O que fazer:
(A) Transcreva o trecho do relato da Capelinha que vai de "Porto Belo, SC, 02" até "o perfume celeste!", incluindo as duas pontas.
(B) Diga se cada afirmação concorda com o relato da Capelinha e justifique com as palavras exatas dele: (i) quem narra estava rezando na Capelinha; (ii) o diabo apareceu às seis horas; (iii) depois da saída do diabo, a Capelinha voltou a ter perfume celeste.
(C) Dê continuidade ao relato da Capelinha a partir da última frase que aparece nele.

Trecho fornecido:
Porto Belo, SC, 02 de Abril de 2021
O Inferno
Como sempre, eu estava na Capelinha rezando.
Hoje, às cinco horas quando eu já havia feito algumas orações, o diabo se apresentou ao meu lado.
A principio até me conseguiu assustar, pois não esperava isso, mas em seguida me acalmei:
- Tu não me amedrontas mais! Eu já te conheço!
E numa rizada estrondosa de escárnio, com seus horrorosos dentes expostos, disse:
- Ainda vais me pagar!
Levantei-me e pus-me a abrir o Sacrário...
Saiu! Às pressas, quase correndo arrastando seu “rabo” liso, sem pelos que se afinava como uma agulha, mas que mais se parecia a uma centopeia ou sei lá qual o nome daquela minhoca nojenta que às vezes a gente encontra no quintal.
Saiu rosnando, falando imprecauções, exalando ódio e fedor... Mas saiu.
A Capelinha passou a exalar novamente o perfume celeste!
- Até quando? Até quando meu Deus, eu terei de aturar isto?
- Até quando viveres! Mas sempre poderás vencê-lo!

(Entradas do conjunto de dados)
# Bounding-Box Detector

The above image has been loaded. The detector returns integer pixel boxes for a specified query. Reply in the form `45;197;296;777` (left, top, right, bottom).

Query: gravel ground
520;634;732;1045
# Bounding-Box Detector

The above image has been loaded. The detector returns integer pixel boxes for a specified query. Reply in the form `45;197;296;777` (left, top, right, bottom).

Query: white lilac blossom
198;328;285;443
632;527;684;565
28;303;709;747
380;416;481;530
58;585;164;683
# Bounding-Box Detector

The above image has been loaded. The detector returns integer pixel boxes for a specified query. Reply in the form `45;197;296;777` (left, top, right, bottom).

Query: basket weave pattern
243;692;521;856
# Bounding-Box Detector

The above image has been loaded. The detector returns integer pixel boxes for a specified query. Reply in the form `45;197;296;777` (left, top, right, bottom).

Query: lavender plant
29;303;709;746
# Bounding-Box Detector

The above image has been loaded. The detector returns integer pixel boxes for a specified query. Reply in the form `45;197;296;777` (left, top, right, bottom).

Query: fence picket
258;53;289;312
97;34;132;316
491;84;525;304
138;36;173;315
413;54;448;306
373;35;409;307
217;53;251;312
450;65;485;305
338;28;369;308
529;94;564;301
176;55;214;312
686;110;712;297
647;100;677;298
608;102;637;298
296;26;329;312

Resultados esperados:
(A)
Porto Belo, SC, 02 de Abril de 2021
O Inferno
Como sempre, eu estava na Capelinha rezando.
Hoje, às cinco horas quando eu já havia feito algumas orações, o diabo se apresentou ao meu lado.
A principio até me conseguiu assustar, pois não esperava isso, mas em seguida me acalmei:
- Tu não me amedrontas mais! Eu já te conheço!
E numa rizada estrondosa de escárnio, com seus horrorosos dentes expostos, disse:
- Ainda vais me pagar!
Levantei-me e pus-me a abrir o Sacrário...
Saiu! Às pressas, quase correndo arrastando seu “rabo” liso, sem pelos que se afinava como uma agulha, mas que mais se parecia a uma centopeia ou sei lá qual o nome daquela minhoca nojenta que às vezes a gente encontra no quintal.
Saiu rosnando, falando imprecauções, exalando ódio e fedor... Mas saiu.
A Capelinha passou a exalar novamente o perfume celeste!

(B)
(i) Sim: "Como sempre, eu estava na Capelinha rezando."
(ii) Não: "Hoje, às cinco horas quando eu já havia feito algumas orações, o diabo se apresentou ao meu lado."
(iii) Sim: "A Capelinha passou a exalar novamente o perfume celeste!"

(C)
- Sendo assim, eu gostaria de enfrenta-lo a fim de salvar um amigo meu!
- Teu amigo está condenado e já começa a pagar no inferno!
- Já? E não há nada que eu possa fazer? Ele é tão mau assim?
- Sua língua era má! Seus escritos eram muito maus! Brotavam de um coração que odiava e que ansiava por vingança enquanto, muito oportunamente, se fazia passar por bom...
- Jesus, tem como tirá-lo de lá?
Eu sei que: “Se tu queres podes salva-lo!”
- Mas ele escolheu o caminho...
- Eu vou tirá-lo de lá, Jesus!
- Eu sei que não gostas de ver ninguém no Purgatório e por isso lutas para libertar a todos, mas do inferno? Não podes tirá-lo de lá!
- Mesmo assim vou tentar! Ele é meu amigo, sabes? E meus amigos não podem sofrer.
E já às portas do inferno, disse ao guardião para abri-la. A resposta foi uma rizada estrondosa, sarcástica:
- Tu ainda não morreste!
- Não! E por isso tenho condições de salvar as pessoas!
- É verdade! Isto é verdade! Mas só entras se conseguires abrir a porta!
E percebi as fortes correntes atadas com cadeados que pareciam ter dois metros de espessura.
- De fato, ninguém pode entrar ali!
- Só se quiseres! Só se escolheres este caminho... Só se quiseres!
E num barulho ensurdecedor, a porta se abriu acompanhada da já conhecida risada sarcástica do porteiro, que se espalhava por planícies e montanhas fazendo que tudo estremecesse!
Entrei e já senti o ar fétido, o fedor de carne podre a se espalhar por todo aquele imenso e escuro ambiente.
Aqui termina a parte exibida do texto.